**PROBLEM STATEMENT:**
Rewrite every line of the data below, including the wording above each answer, and rescale the point coordinates in the answers by multiplying each one by 1.65 and rounding to the nearest whole number, with halves rounded up. Leave the pictures out of your answer.

**INPUT RECORDS:**
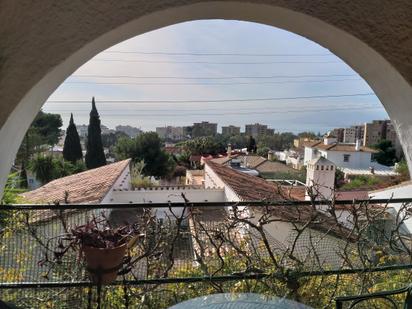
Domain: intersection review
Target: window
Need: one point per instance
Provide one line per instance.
(346, 158)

**ANSWER FOR THIS EXERCISE:**
Domain: intersection review
Target: window
Need: one point per instance
Provide one line per instance.
(571, 261)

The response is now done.